Requirement: In the data that follows, find the line containing "Would you mind marking the dirt on"; then quote that line and every line after it, exactly, through the last one.

Input for this task:
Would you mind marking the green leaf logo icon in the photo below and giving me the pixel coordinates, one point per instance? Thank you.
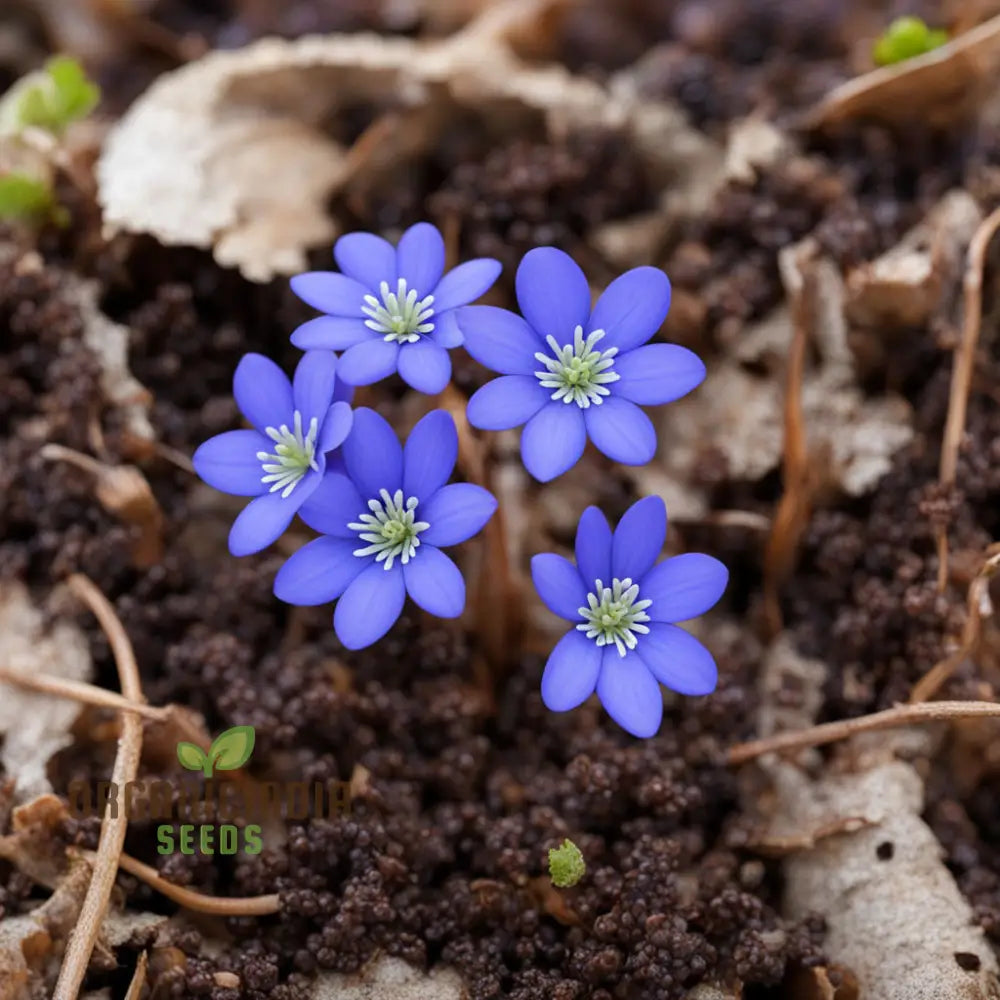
(229, 750)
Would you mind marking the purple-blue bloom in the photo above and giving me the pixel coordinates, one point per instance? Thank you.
(384, 522)
(624, 606)
(568, 372)
(391, 308)
(280, 461)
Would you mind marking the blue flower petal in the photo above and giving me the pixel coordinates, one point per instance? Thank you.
(429, 455)
(262, 391)
(329, 292)
(366, 258)
(621, 431)
(507, 401)
(683, 587)
(593, 548)
(553, 440)
(678, 660)
(370, 606)
(261, 522)
(424, 366)
(571, 672)
(420, 258)
(373, 455)
(456, 513)
(229, 462)
(331, 333)
(465, 283)
(630, 693)
(553, 293)
(435, 583)
(559, 585)
(638, 539)
(657, 373)
(368, 362)
(336, 427)
(333, 505)
(500, 340)
(312, 385)
(319, 572)
(447, 333)
(632, 308)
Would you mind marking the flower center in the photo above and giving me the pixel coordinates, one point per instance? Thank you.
(399, 316)
(294, 453)
(391, 529)
(577, 372)
(614, 615)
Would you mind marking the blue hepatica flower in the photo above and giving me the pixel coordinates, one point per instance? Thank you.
(384, 522)
(392, 308)
(280, 461)
(569, 373)
(625, 642)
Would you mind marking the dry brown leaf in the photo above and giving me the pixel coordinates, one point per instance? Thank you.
(243, 165)
(876, 874)
(390, 979)
(905, 287)
(31, 944)
(937, 88)
(36, 726)
(739, 416)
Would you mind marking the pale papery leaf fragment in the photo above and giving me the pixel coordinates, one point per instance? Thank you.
(244, 166)
(34, 726)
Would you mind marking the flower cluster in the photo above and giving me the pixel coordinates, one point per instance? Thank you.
(567, 372)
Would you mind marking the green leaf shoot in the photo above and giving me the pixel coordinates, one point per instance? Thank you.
(905, 38)
(566, 864)
(232, 748)
(50, 98)
(192, 757)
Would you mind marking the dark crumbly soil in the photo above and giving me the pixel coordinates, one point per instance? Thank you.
(465, 797)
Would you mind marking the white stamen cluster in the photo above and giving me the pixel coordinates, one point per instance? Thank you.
(391, 529)
(400, 316)
(614, 615)
(577, 372)
(294, 453)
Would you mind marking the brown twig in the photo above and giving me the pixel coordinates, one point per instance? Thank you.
(113, 826)
(235, 906)
(977, 605)
(86, 694)
(961, 375)
(891, 718)
(792, 512)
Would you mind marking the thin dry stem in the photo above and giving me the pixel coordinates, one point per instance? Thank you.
(113, 827)
(235, 906)
(977, 605)
(961, 375)
(792, 512)
(891, 718)
(86, 694)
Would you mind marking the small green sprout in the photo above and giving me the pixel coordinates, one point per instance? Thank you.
(27, 199)
(50, 98)
(566, 864)
(905, 38)
(229, 750)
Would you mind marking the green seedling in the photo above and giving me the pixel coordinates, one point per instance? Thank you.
(566, 864)
(229, 750)
(905, 38)
(27, 199)
(51, 98)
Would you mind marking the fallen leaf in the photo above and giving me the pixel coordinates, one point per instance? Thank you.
(36, 726)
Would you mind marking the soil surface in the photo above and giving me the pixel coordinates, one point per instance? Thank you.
(470, 780)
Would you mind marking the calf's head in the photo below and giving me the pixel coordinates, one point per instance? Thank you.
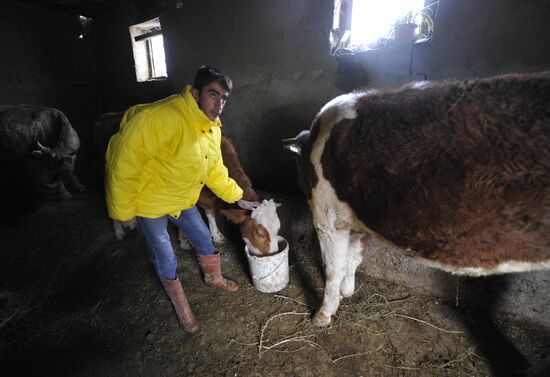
(259, 228)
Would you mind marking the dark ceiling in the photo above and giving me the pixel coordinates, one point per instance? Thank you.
(88, 8)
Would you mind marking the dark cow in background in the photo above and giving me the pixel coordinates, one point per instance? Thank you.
(258, 229)
(40, 144)
(456, 174)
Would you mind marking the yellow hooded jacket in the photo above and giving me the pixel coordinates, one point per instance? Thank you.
(161, 157)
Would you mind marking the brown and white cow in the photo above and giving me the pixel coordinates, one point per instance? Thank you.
(258, 228)
(456, 174)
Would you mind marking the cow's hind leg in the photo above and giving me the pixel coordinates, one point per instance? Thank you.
(184, 243)
(354, 259)
(217, 236)
(334, 248)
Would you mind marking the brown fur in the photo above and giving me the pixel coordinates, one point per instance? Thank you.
(457, 171)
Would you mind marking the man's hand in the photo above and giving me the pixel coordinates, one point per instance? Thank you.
(130, 224)
(245, 204)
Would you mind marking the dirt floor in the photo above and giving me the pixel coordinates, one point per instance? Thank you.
(74, 301)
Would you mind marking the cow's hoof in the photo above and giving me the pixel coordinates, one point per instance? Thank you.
(321, 319)
(218, 242)
(348, 287)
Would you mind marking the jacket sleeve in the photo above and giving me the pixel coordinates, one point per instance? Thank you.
(126, 159)
(222, 185)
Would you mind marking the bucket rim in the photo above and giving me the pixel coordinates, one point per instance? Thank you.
(279, 239)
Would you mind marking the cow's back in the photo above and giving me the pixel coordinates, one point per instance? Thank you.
(459, 172)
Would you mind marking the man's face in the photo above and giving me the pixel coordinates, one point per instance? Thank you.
(211, 99)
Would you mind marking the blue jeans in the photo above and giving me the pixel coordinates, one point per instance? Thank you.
(156, 233)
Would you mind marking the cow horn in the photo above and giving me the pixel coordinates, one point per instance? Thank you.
(41, 147)
(292, 145)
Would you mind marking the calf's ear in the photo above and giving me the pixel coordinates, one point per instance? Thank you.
(236, 216)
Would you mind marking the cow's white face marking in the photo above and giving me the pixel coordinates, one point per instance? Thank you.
(266, 215)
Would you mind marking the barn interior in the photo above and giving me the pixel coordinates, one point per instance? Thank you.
(75, 301)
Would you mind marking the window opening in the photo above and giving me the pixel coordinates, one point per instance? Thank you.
(148, 47)
(368, 24)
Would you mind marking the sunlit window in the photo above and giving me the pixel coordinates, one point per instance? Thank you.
(148, 47)
(370, 24)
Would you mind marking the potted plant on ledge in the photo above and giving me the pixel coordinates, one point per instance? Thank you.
(404, 28)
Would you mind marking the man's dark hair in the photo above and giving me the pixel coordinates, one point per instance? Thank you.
(207, 74)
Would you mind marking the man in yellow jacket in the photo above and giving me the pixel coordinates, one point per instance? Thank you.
(156, 166)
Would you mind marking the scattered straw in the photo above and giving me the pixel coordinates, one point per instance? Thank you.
(355, 355)
(291, 299)
(429, 324)
(261, 346)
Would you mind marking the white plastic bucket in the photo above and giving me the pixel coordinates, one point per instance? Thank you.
(270, 272)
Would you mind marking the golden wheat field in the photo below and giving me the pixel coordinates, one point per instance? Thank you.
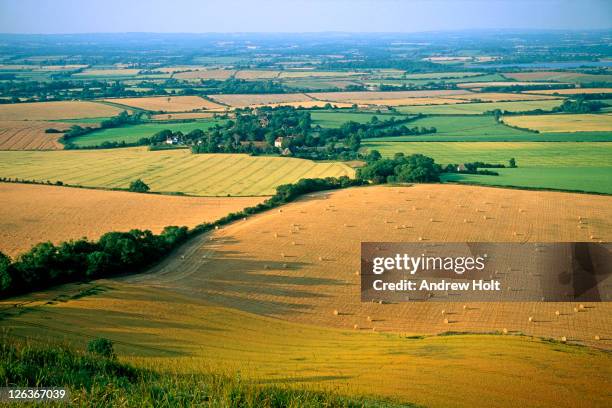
(37, 213)
(30, 135)
(301, 264)
(167, 103)
(220, 74)
(56, 110)
(362, 96)
(563, 123)
(500, 97)
(182, 115)
(572, 91)
(407, 101)
(237, 100)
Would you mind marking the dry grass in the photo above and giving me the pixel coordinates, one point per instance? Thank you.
(158, 329)
(408, 101)
(498, 83)
(371, 96)
(320, 275)
(260, 99)
(499, 97)
(186, 115)
(29, 135)
(563, 123)
(574, 91)
(56, 110)
(167, 103)
(34, 213)
(206, 74)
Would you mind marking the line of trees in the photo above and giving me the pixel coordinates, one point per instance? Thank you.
(47, 265)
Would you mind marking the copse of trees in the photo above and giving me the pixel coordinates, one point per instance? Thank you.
(47, 265)
(401, 169)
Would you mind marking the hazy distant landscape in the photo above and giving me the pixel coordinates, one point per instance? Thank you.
(184, 212)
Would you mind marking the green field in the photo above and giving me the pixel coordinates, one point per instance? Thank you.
(166, 171)
(131, 134)
(584, 166)
(473, 128)
(479, 108)
(336, 119)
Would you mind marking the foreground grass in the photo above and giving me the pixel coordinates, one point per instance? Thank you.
(157, 329)
(106, 382)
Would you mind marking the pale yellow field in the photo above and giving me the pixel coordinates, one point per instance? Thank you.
(185, 115)
(318, 239)
(206, 74)
(573, 91)
(30, 135)
(167, 103)
(260, 99)
(408, 101)
(36, 213)
(362, 96)
(308, 104)
(499, 97)
(56, 110)
(563, 123)
(109, 72)
(498, 83)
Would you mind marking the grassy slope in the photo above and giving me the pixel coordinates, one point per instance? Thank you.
(131, 134)
(153, 328)
(167, 171)
(583, 166)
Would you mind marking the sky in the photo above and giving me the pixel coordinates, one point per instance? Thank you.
(202, 16)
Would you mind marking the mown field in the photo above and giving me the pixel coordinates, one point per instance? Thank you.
(563, 123)
(581, 166)
(166, 171)
(167, 103)
(480, 108)
(36, 213)
(56, 110)
(133, 133)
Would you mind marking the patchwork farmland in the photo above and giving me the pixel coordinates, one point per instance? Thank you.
(61, 214)
(167, 171)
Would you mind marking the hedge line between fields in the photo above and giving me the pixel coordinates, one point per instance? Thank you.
(115, 253)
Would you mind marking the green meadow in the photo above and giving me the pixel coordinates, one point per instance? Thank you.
(131, 134)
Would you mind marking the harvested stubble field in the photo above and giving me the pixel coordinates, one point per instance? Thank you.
(167, 170)
(36, 213)
(559, 76)
(56, 110)
(563, 123)
(167, 103)
(238, 298)
(238, 101)
(372, 96)
(179, 116)
(300, 264)
(480, 108)
(501, 97)
(571, 91)
(30, 135)
(220, 74)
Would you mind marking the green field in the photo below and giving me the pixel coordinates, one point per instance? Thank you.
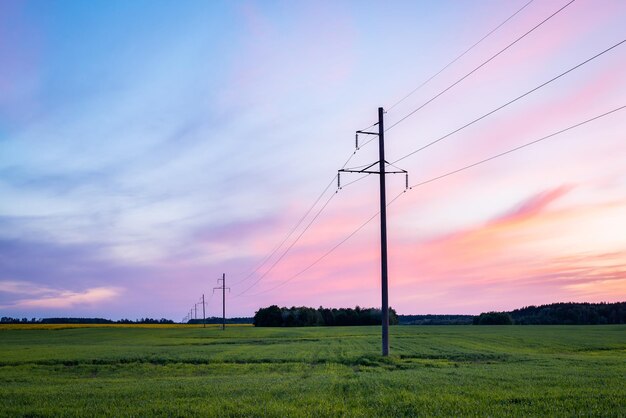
(245, 371)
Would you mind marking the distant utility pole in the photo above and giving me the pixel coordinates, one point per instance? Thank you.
(203, 314)
(383, 217)
(223, 287)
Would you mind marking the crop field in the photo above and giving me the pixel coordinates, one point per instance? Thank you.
(244, 371)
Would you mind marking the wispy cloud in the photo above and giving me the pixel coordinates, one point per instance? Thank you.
(34, 296)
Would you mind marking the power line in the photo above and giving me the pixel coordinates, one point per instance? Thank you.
(493, 157)
(327, 252)
(458, 57)
(510, 101)
(277, 247)
(480, 66)
(289, 247)
(297, 225)
(435, 179)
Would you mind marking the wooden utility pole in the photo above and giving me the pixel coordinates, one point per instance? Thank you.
(223, 288)
(203, 314)
(383, 232)
(383, 219)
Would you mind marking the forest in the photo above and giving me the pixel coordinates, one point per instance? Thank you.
(274, 316)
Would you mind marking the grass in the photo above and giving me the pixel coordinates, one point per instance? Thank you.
(245, 371)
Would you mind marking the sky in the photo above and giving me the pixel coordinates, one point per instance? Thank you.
(148, 147)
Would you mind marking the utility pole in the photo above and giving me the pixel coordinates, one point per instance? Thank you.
(203, 314)
(223, 287)
(383, 218)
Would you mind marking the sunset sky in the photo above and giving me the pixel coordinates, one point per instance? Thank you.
(147, 147)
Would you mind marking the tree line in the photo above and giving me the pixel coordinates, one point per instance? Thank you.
(274, 316)
(218, 320)
(9, 320)
(435, 319)
(558, 314)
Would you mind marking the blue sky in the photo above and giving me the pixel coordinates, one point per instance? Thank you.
(147, 147)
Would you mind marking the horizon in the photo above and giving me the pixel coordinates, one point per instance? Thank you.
(147, 148)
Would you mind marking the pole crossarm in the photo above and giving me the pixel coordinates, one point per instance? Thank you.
(382, 171)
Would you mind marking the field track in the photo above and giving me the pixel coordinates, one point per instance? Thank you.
(156, 370)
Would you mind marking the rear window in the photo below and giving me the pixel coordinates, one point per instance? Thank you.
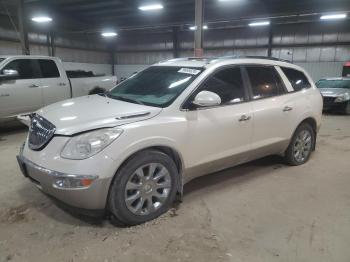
(48, 68)
(298, 80)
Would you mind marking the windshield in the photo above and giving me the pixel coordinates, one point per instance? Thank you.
(156, 86)
(324, 83)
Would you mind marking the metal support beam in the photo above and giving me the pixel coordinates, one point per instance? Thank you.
(23, 28)
(176, 43)
(198, 36)
(52, 44)
(269, 49)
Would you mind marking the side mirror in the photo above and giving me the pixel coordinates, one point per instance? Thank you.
(206, 99)
(8, 74)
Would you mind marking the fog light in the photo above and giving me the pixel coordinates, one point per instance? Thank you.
(74, 182)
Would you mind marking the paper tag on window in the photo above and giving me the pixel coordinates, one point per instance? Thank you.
(189, 71)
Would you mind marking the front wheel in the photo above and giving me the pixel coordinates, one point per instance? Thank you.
(347, 108)
(301, 145)
(143, 189)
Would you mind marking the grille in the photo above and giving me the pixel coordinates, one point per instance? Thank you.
(40, 132)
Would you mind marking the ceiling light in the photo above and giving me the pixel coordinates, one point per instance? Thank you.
(334, 16)
(42, 19)
(263, 23)
(151, 7)
(109, 34)
(193, 28)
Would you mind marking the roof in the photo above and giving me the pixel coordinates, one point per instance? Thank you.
(210, 61)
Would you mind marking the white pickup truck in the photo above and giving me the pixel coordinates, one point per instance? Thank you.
(28, 83)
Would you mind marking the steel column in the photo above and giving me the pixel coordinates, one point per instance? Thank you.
(198, 36)
(23, 28)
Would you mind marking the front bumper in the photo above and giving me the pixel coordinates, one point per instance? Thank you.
(90, 198)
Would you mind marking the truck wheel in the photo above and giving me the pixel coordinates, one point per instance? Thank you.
(301, 145)
(143, 188)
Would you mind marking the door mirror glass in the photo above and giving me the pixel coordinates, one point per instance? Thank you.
(8, 74)
(206, 99)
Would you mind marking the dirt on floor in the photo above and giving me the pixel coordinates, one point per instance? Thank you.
(260, 211)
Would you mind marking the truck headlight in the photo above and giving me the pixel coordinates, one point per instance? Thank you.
(342, 98)
(88, 144)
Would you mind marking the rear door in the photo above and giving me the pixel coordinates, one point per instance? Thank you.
(55, 84)
(21, 95)
(272, 108)
(219, 137)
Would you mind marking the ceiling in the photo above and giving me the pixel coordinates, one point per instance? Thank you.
(91, 16)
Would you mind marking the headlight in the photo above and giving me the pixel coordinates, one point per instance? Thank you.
(90, 143)
(342, 98)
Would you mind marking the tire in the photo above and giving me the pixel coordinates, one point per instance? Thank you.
(134, 196)
(299, 150)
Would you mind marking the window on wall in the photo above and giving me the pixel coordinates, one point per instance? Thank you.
(48, 68)
(26, 68)
(265, 81)
(298, 80)
(228, 84)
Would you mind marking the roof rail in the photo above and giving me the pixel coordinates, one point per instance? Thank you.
(255, 57)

Answer in full:
Would you mind marking the dirt on floor in the photo above and giving me the pixel coordinates, one point per instance? Thank you.
(260, 211)
Would you mind marking the truck headlight in the photo above and giving me the pixel coordinates, one point per instance? Thank you.
(342, 98)
(88, 144)
Would you mind marking the rear door in the photo above and giving me the pixel coordinates, one point per instance? Thank you.
(55, 84)
(21, 95)
(272, 108)
(219, 137)
Would you mind marking the ceiling in the photo above and giving me the pixel coordinates, one point per instance? Thank you.
(91, 16)
Would you mind marking the headlight in the photo above and giving me the pixel coordinates, one point per instance? Thank you.
(90, 143)
(342, 98)
Would you mind marking the tire in the photo above and giving me the pixel coordinates, one point per instance? Thank you.
(134, 196)
(299, 150)
Would you mind marking the window on wall in the photo above and giving me the pixel coordinates, one point per instance? Thank you.
(48, 68)
(26, 68)
(265, 81)
(298, 80)
(228, 84)
Would you mind marking the roof rail in the photo above and giving me the pixel coordinates, one point per instance? Thank you.
(255, 57)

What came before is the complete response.